Texto de lectura:
++++++++++

Cuadros vivientes
Fue hacia mediados del siglo XIX cuando se generalizó, sobre todo en Francia, el pasatiempo del tableau vivant, el "cuadro viviente". Era así: un grupo de personas recreaban un cuadro, la disposición de sus figuras. Había también poses plásticas, una variedad más simple en la que un actor imitaba una escultura. Era pura frivolidad social y de entrecasa. Goethe (ya volveré a hablar de él más adelante) decía que no era más que un "entretenimiento".
En todo caso, el nombre era bastante equívoco. Más que un "cuadro vivo", era una distracción como de mimos: seres vivos en pose de cuadro.
Con todo, vale la pena retener esta presunción del "cuadro viviente", aunque en un sentido interior, no exterior. Una obra de arte -en este caso una pintura- está viva no solamente por qué está ahí, sino sobre todo porque sigue cambiando, si bien su materialidad (la superficie del lienzo, la pincelada, el color, los contornos) persista inalterada.
La semana pasada hablé de una visita al Museo Nacional de Bellas Artes en la que elegí cinco cuadros de su colección permanente. Llegó el momento de referirme a Le Moulin de la Galette, de Vincent van Gogh, una de las piezas más famosas del museo. Pero no es la fama la razón para detenerme en ella, aun cuando de todas las pinturas que Van Gogh hizo de ese molino de Montmartre, ésta de Buenos Aires sea la que prefiero. No, la razón no es artística, o lo es de una manera impremeditada y lateral.

++++++++++

Muestras del material:
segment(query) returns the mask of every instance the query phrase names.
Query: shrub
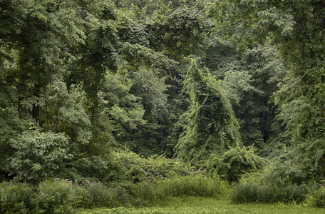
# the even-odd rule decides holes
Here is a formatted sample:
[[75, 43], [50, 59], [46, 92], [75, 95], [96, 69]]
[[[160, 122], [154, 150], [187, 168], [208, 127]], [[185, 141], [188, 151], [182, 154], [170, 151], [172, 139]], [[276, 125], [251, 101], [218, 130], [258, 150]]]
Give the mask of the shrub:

++++++++++

Comprueba tu comprensión:
a. Transcribe literalmente el fragmento del texto sobre los cuadros vivientes que va desde "Con todo, vale" hasta "impremeditada y lateral.".
b. Responde con datos del texto sobre los cuadros vivientes:
(i) ¿En qué país se generalizó sobre todo el pasatiempo del tableau vivant?
(ii) Según Goethe, ¿qué era ese pasatiempo?
(iii) ¿Cuántos cuadros de la colección permanente del Museo Nacional de Bellas Artes eligió el autor en su visita?
c. Escribe la continuación del texto sobre los cuadros vivientes a partir de su última oración.

Respuestas por tarea:
a.
Con todo, vale la pena retener esta presunción del "cuadro viviente", aunque en un sentido interior, no exterior. Una obra de arte -en este caso una pintura- está viva no solamente por qué está ahí, sino sobre todo porque sigue cambiando, si bien su materialidad (la superficie del lienzo, la pincelada, el color, los contornos) persista inalterada.
La semana pasada hablé de una visita al Museo Nacional de Bellas Artes en la que elegí cinco cuadros de su colección permanente. Llegó el momento de referirme a Le Moulin de la Galette, de Vincent van Gogh, una de las piezas más famosas del museo. Pero no es la fama la razón para detenerme en ella, aun cuando de todas las pinturas que Van Gogh hizo de ese molino de Montmartre, ésta de Buenos Aires sea la que prefiero. No, la razón no es artística, o lo es de una manera impremeditada y lateral.

b.
(i) En Francia.
(ii) Un "entretenimiento".
(iii) Cinco.

c.
Cuando tendría yo 12 años, mi padre, terminada una visita al Bellas Artes, me regaló una postal de Le Moulin de la Galette. Al volver a mi casa, la puse debajo del vidrio de mi escritorio, al lado de otras imágenes, y ahí quedó, por lo menos durante diez años. Diez años en los que no tenía otra posibilidad que mirarla, la mayoría de las veces sin atención, es cierto, pero algunas otras detenidamente.
Durante esos diez años, la pintura dejó de ser la que había sido el primer día, aunque, claro está, seguía siendo la misma para cualquier observador. Para mí, por el contrario, cambiaba continuamente en el interior de una permanencia.
Sabemos que Van Gogh no pintó el molino en sus meses más sombríos (¿pero cuáles no lo fueron?). Contra esa evidencia, el cuadro se me fue coloreando de melancolía, cargada de una inminencia más bien aciaga.
Además, entre el molino, los dos personajes de la parte inferior (un hombre y una mujer abrazados) y la silueta a contraluz de una pareja en el fondo había una historia infeliz.
Descubrí esa historia al leer el quinto acto de la segunda parte del Fausto, de Goethe. Cuento de memoria la anécdota. Ya ciego y esclavo del progreso como cabe a todo héroe moderno, Fausto se obsesiona con ganar terrenos al mar. Sin embargo, algo en la costa se interpone entre el agua y su afán de dominio de la naturaleza. En una casita, vive una pareja de ancianos: Filemón y Baucis (dos personajes que Goethe importa de la mitología). Fausto no duda en exterminarlos y destruir la casita.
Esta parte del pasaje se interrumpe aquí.